Я написал третье заявление.
– Завтра в это же время приходите ко мне за ответом.
На лестнице мы столкнулись с еще, если возможно, похудевшей и пожелтевшей, одетой, как нищая, тетей Катей. При виде меня она вся затряслась от рыданий и обвила мне шею руками. От нее мы узнали, что тете Лиле за давно уже прекращенную переписку с братом приклеили 586, то есть – «шпионаж», и приговорили к трем годам Мариинского концлагеря. Володе дали все то же, что и мне, но, приняв во внимание его несовершеннолетие, один год скостили.
На другой день Екатерина Павловна мне сообщила:
– Вам обещана отсрочка на десять дней. Завтра зайдите в ОГПУ – вам должны дать официальное разрешение.
На следующее утро человек в пенсне безмолвно и почти не глядя на меня протянул мне мое заявление с благоприятной резолюцией.
Дни летели стремительно и словно во мгле. Мы с мамой были у жены Бабаева, у жены Беляева. Я увидел дочку Романа Леонидовича Оленьку, худенькую девочку лет шести, без кровинки в лице, тихую не по-детски. Она родилась у них поздно, и Роман Леонидович, заждавшийся ребенка, души в ней не чаял. Она была особенно дружна с отцом. И она все эти восемь месяцев ждала, что вот-вот отворится дверь и войдет папа, который – непонятно куда и непонятно почему – так надолго уехал. Большие ее глаза смотрели недоуменно и ожидающе.
Несколько раз были мы у Грифцовых и у Фельдштейнов.
Зашел я и в «Academia». Грустно мне было смотреть на заменившую меня девушку, сидевшую за моим столом.
Когда я находился в тюрьме, мама была в издательстве у Эльсберга в надежде, что он прольет свет на мое дело, – быть может, нити от него тянутся к издательству. (Что я сижу по делу тети Лили и Володи – это ей почему-то в голову не приходило.) Мама мне рассказывала, что за то время, что я сидел, чутье у нее особенно обострилось. Она мгновенно отличала истинное сочувствие от показного, пустого внутри. И она уверяла, что Эльсберг, которого она тогда видела впервые, смотрел на нее неподдельно участливым взглядом. Верно, вспомнилась ему его катастрофа, вспомнилось, каково пришлось в пору его сидки мадам Шапирштейн. Вот так же добро и совсем не сверляще смотрел он и на меня, пока я вкратце рассказывал ему свою «эпопею». Он ни о чем не расспрашивал – он только очень внимательно, с живым интересом слушал. Прощаясь, он меня подбодрил: три года пройдут, мол, незаметно, потом милости просим опять в «Academia», а до тех пор он надеется прислать мне в Архангельск какой-нибудь заказ. В заключение беседы сказал, чтобы я по прибытии в Архангельск сообщил издательству свой адрес.

> [Выборка данных]
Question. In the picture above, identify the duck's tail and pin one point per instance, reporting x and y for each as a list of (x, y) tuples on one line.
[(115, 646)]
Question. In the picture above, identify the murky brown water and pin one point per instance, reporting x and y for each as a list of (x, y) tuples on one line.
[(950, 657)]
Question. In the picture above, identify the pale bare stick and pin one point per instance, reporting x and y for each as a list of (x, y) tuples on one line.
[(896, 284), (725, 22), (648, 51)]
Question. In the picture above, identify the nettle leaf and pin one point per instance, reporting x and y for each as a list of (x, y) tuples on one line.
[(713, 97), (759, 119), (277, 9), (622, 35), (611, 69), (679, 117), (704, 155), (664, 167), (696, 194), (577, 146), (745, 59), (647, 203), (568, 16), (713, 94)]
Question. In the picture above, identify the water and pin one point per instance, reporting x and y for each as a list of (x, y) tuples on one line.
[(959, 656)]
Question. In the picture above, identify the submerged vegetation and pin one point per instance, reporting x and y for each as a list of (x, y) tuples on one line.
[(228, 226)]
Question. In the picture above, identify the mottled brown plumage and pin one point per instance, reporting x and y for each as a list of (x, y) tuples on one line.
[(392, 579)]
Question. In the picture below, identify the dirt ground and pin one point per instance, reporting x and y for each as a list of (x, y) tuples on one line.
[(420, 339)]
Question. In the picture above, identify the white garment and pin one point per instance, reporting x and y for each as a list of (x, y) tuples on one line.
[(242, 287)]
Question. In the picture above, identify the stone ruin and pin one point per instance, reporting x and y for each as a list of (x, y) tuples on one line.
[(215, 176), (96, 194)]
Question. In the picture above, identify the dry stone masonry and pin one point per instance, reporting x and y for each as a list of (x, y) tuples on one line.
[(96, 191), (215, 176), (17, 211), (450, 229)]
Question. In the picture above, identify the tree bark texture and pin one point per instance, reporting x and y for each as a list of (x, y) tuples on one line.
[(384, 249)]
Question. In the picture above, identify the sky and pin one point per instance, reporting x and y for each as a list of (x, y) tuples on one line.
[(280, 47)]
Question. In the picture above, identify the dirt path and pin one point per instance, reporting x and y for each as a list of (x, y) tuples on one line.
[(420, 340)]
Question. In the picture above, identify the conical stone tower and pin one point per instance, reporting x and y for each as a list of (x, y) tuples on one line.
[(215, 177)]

> [Задания]
a - На сколько дней рассказчику пообещали отсрочку, если верить отрывку воспоминаний?
b - Выпишите из отрывка воспоминаний слово в слово кусок, который начинается со слов «На другой день» и идет до слов «и у Фельдштейнов.».
c - Допишите отрывок воспоминаний дальше, начиная сразу после его последней фразы.

> [Ожидаемые ответы]
a - На десять дней.

b -
На другой день Екатерина Павловна мне сообщила:
– Вам обещана отсрочка на десять дней. Завтра зайдите в ОГПУ – вам должны дать официальное разрешение.
На следующее утро человек в пенсне безмолвно и почти не глядя на меня протянул мне мое заявление с благоприятной резолюцией.
Дни летели стремительно и словно во мгле. Мы с мамой были у жены Бабаева, у жены Беляева. Я увидел дочку Романа Леонидовича Оленьку, худенькую девочку лет шести, без кровинки в лице, тихую не по-детски. Она родилась у них поздно, и Роман Леонидович, заждавшийся ребенка, души в ней не чаял. Она была особенно дружна с отцом. И она все эти восемь месяцев ждала, что вот-вот отворится дверь и войдет папа, который – непонятно куда и непонятно почему – так надолго уехал. Большие ее глаза смотрели недоуменно и ожидающе.
Несколько раз были мы у Грифцовых и у Фельдштейнов.

c -
Надежда Григорьевна Антокольская без всякой моей просьбы отстукала на машинке справку, что я являюсь сотрудником издательства «Academia» на договорных началах, и побежала к директору. Вернувшись от него, она вручила мне эту справку за подписью Каменева, который, конечно, подмахнул ее не задумываясь, ибо ничего не знал о моей судьбе.
В Архангельске эта справка на первых порах мне ох как пригодилась! Это был для меня: «Сезам, отворись!» Но в январе 35-го года, как только я прочел в газетах об аресте Каменева, я эту справку порвал.
Как хорошо я и моя мать встретили новый, 1934, год с Маргаритой Николаевной, с Юрием Михайловичем и с Качаловыми – об этом я попытался рассказать в моих театральных воспоминаниях.
Мама и так уже поневоле «зажилась» в Москве: сначала под предлогом опасной «болезни» сына, потом под предлогом, что ей надо делать операцию на глазу (эту легкую операцию, с которой можно было и не спешить, ей делал профессор Одинцов, снабдив ее потом оправдательными документами), но уж к концу зимних школьных каникул ей необходимо было вернуться в Перемышль, а ей хотелось во что бы то ни стало поехать со мной в Архангельск и посмотреть своими глазами, как я там устроюсь, и мы, запасшись адресами, где бы можно было найти пристанище на самое первое время (адресами нас снабдил знакомый Фельдштейнов, брат доктора-гомеопата Постников, успевший побывать в ссылке в Архангельске, а затем, как и гомеопат, погибший в ежовщину), выехали из Москвы раньше установленного для меня срока.
Маргарита Николаевна дала мне на дорогу «образок святой», некогда висевший над кроватью Ермоловой.
…Вот уж промелькнул под окном вагона фонарь проводника, нехотя скрипнули, всхлипнули буфера, зазмеились в разных направлениях рельсы, а вот уже глянул в окно сплошной синий загородный мрак. А колеса отстукивали: «Прощай, Москва! Прощай, Москва! Прощай, Москва!»